-- begin --
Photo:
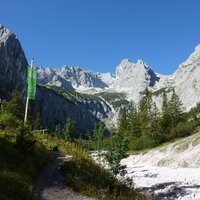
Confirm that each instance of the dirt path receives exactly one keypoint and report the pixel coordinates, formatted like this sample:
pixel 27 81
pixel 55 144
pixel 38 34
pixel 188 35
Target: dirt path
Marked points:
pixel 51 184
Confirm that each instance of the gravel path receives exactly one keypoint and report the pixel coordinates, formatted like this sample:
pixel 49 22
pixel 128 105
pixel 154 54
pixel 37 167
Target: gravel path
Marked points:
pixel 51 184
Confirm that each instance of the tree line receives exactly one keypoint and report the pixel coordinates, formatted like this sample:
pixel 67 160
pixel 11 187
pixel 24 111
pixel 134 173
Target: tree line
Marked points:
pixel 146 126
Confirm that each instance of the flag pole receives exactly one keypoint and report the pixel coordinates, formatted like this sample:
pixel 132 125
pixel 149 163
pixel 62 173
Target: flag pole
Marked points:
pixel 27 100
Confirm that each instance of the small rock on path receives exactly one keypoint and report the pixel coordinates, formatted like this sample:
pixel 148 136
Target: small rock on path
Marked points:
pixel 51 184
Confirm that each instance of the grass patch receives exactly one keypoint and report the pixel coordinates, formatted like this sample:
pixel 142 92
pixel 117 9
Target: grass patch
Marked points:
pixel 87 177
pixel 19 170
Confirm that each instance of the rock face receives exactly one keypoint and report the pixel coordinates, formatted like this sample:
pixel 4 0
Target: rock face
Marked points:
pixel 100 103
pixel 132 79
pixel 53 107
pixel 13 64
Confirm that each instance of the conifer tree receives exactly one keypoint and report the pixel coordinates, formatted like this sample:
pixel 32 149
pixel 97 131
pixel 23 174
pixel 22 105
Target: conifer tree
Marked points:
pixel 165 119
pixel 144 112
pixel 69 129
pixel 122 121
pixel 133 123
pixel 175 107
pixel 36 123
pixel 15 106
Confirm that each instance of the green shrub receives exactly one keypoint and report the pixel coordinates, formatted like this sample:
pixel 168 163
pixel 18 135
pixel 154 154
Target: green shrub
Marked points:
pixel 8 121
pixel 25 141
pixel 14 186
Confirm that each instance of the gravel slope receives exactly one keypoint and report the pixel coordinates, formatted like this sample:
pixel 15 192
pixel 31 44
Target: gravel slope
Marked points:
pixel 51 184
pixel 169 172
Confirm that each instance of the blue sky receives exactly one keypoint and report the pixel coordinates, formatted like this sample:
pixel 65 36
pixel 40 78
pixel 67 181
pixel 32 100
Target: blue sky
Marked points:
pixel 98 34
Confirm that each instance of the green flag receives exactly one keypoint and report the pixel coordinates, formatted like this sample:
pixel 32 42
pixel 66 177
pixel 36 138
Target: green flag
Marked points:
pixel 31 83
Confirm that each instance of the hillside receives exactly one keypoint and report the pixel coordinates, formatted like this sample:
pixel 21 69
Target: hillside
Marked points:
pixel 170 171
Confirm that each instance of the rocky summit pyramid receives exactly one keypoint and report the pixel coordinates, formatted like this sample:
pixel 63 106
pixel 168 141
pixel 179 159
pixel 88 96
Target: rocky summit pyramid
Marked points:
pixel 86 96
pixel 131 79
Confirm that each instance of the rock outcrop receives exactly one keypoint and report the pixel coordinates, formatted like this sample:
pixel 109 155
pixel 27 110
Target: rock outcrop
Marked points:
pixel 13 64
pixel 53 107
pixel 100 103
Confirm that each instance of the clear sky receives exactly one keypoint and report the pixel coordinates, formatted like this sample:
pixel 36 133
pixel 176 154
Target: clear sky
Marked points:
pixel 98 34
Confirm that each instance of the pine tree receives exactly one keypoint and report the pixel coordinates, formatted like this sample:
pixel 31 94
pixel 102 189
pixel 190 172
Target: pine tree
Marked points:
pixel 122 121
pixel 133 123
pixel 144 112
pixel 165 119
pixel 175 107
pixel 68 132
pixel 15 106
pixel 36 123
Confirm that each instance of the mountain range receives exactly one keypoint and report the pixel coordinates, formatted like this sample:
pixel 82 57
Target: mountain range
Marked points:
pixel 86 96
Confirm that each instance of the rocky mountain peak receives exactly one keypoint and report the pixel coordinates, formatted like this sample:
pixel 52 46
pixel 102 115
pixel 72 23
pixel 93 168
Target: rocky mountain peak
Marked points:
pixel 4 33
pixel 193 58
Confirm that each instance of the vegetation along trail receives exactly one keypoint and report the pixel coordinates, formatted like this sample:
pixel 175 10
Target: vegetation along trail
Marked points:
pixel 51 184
-- end --
-- begin --
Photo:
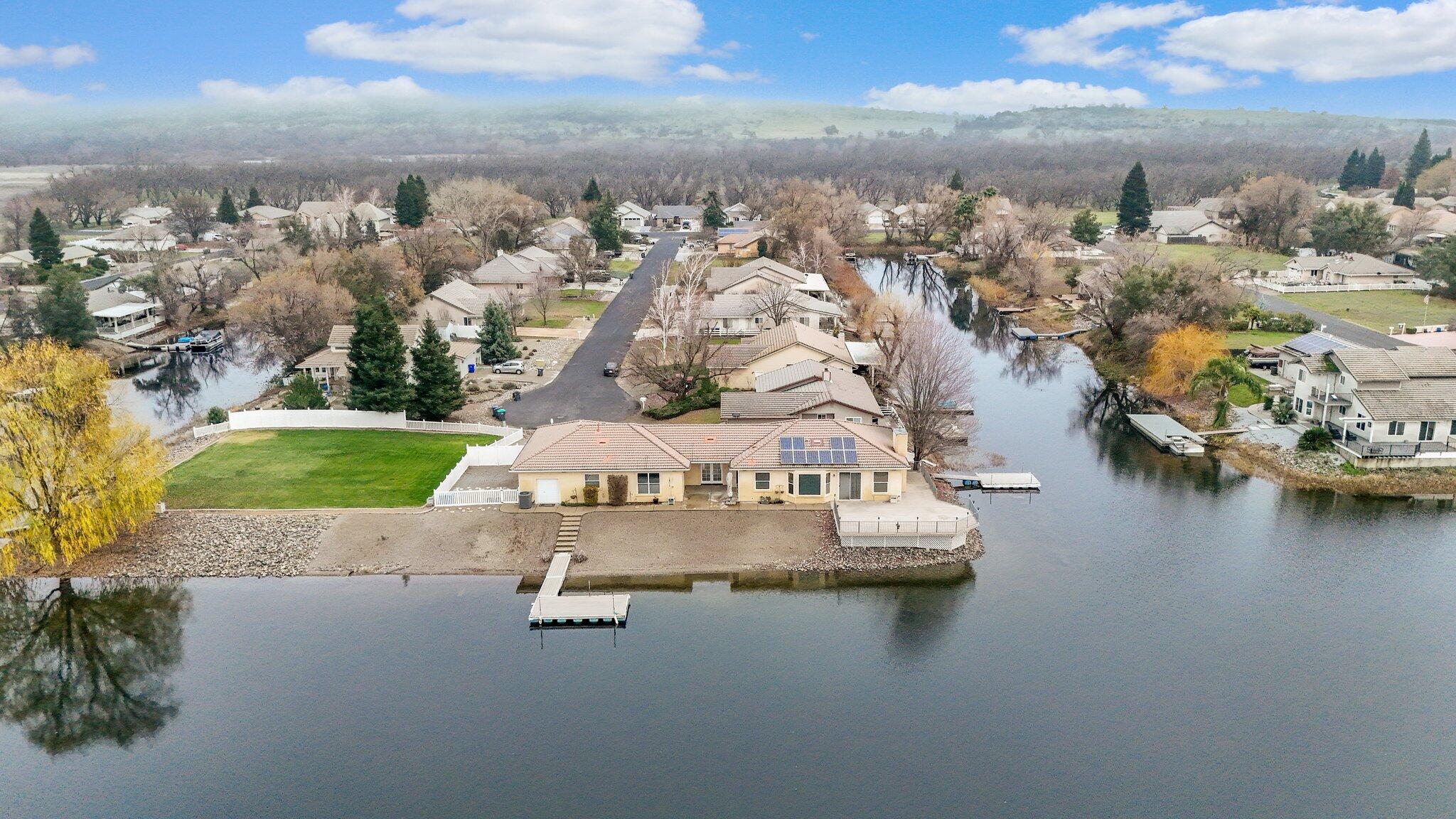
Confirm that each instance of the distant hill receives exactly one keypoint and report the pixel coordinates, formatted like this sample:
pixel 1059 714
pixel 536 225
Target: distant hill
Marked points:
-- end --
Lay out the part of the rows above that opens with the line containing "Confirm that each instance of the green flag" and closes with the line containing "pixel 31 83" as a Markdown table. Use two columns, No and Line, number the lines in order, and leave out any blank lines.

__Complete response__:
| No | Line |
|---|---|
| 1 | Confirm that each instance of the green flag receives exactly one keypoint and report the pixel coordinates, formatted like this sample: |
| 2 | pixel 32 42 |
| 3 | pixel 66 177 |
| 4 | pixel 36 138 |
| 5 | Target: green flag |
| 6 | Marked points: |
| 7 | pixel 31 83 |